Written task a:
Count the lines in the entries below that contain the string "find". Case counts; reply with the number only.

Text segment:
=======
The Course of the Shannon

Identity

Over the centuries there has been almost unanimous agreement that Ptolemy’s River Sēnos is the Shannon, the longest river in Ireland. Only two authorities have dissented from this opinion: Goddard Orpen in the late 19th century, and Robert Darcy & William Flynn in the early 20th century.

In the early 17th century, the British antiquarian William Camden wrote:

One side of this County [of Longford] is water’d by the Shanon, the noblest river in all Ireland; which (as we observed) runs between Meth and Connaught. Ptolemy calls it Senus, Orosius Sena, and in some Copies Sacana; and Giraldus, Flumen Senense. The Inhabitants thereabouts call it the Shannon, that is (as some explain it) the ancient river. It rises in the County of Trim, out of the mountains of Therne. (Camden 1373-1374)

This short passage is full of inaccuracies. The Shannon rises in County Cavan, near the slopes of Cuilcagh Mountain. There is no County Trim, and there never has been. Apparently, Camden wrote Letrim and his 18th-century editor Edmund Gibson mistranscribed it. The Mountains of Therne are probably to be identified with the Thorne Mountains, which appear on several 16th- and 17th-century maps of Ireland. In the northwest of County Leitrim is a mountain still known today as Thur Mountain. It sits about 11 km northwest of the Shannon Pot, where the river actually rises.

The Source of the River Shannon

Paulus Orosius was an Iberian historian, who studied under St Augustine of Hippo. His Seven Books of History Against the Pagans includes a geographical overview of the world as it was known in the early 5th century. His very brief description of Ireland runs as follows:

Ireland, an island situated between Britain and Spain, is of greater length from south-west to north. Its nearer coasts, which border on the Cantabrian Ocean, look out over the broad expanse in a southwesterly direction toward far-off Brigantium, a city of Gallaecia, which lies opposite to it and which faces to the northwest. This city is most clearly visible from that promontory where the mouth of the Scena River is found and where the Velabri and the Luceni are settled. Ireland is quite close to Britain and is smaller in area. It is, however, richer on account of the favorable character of its climate and soil. It is inhabited by tribes of the Scotti. (Orosius 1:2)
=======
Provided data:
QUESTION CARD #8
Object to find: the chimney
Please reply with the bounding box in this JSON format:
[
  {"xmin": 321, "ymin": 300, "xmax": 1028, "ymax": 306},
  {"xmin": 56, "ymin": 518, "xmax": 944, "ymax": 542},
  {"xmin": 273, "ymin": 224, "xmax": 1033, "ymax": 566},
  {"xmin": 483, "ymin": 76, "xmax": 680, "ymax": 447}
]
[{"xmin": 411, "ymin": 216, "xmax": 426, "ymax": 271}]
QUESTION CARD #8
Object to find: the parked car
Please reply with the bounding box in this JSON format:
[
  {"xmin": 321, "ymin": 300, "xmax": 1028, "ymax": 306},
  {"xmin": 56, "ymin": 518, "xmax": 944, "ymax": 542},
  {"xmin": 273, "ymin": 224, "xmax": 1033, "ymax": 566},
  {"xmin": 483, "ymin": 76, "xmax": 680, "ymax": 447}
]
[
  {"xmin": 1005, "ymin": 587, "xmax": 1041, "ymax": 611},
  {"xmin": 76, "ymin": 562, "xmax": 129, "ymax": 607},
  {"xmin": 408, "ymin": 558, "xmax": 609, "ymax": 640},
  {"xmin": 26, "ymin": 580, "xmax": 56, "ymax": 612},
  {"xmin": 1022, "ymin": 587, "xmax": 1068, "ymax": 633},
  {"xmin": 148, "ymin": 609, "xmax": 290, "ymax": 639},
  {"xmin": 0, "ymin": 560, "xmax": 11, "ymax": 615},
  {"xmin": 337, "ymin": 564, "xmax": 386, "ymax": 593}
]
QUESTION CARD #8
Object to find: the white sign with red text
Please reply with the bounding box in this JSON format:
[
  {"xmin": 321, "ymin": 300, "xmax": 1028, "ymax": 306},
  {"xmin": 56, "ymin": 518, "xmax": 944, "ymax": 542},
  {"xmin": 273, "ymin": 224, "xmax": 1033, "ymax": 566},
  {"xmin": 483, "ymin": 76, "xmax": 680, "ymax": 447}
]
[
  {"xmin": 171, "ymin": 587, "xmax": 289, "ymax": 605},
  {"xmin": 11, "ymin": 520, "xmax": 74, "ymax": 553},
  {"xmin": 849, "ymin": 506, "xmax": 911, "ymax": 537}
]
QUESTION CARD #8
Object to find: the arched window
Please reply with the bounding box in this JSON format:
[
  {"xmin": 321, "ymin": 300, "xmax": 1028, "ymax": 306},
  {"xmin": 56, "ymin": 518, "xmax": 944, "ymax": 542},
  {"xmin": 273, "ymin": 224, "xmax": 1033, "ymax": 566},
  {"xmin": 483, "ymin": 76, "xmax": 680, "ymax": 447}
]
=======
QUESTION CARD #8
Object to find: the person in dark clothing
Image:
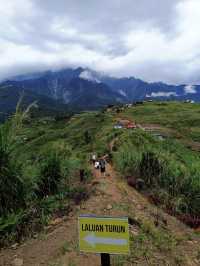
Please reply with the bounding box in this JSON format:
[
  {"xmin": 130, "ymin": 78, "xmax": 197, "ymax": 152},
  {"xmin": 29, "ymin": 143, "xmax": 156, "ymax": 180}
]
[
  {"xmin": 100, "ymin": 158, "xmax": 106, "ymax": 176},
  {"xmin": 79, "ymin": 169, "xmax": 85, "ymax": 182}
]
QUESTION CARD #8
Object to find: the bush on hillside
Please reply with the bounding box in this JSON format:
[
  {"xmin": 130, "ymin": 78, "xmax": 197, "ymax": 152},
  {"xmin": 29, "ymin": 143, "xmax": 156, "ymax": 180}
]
=======
Written task b:
Answer these questions from the text on the Shannon:
(i) Near which mountain does the Shannon rise?
(ii) Under whom did Paulus Orosius study?
(iii) How far, and in what direction, does Thur Mountain sit from the Shannon Pot?

Full answer a:
6

Full answer b:
(i) Cuilcagh Mountain, in County Cavan
(ii) St Augustine of Hippo
(iii) About 11 km northwest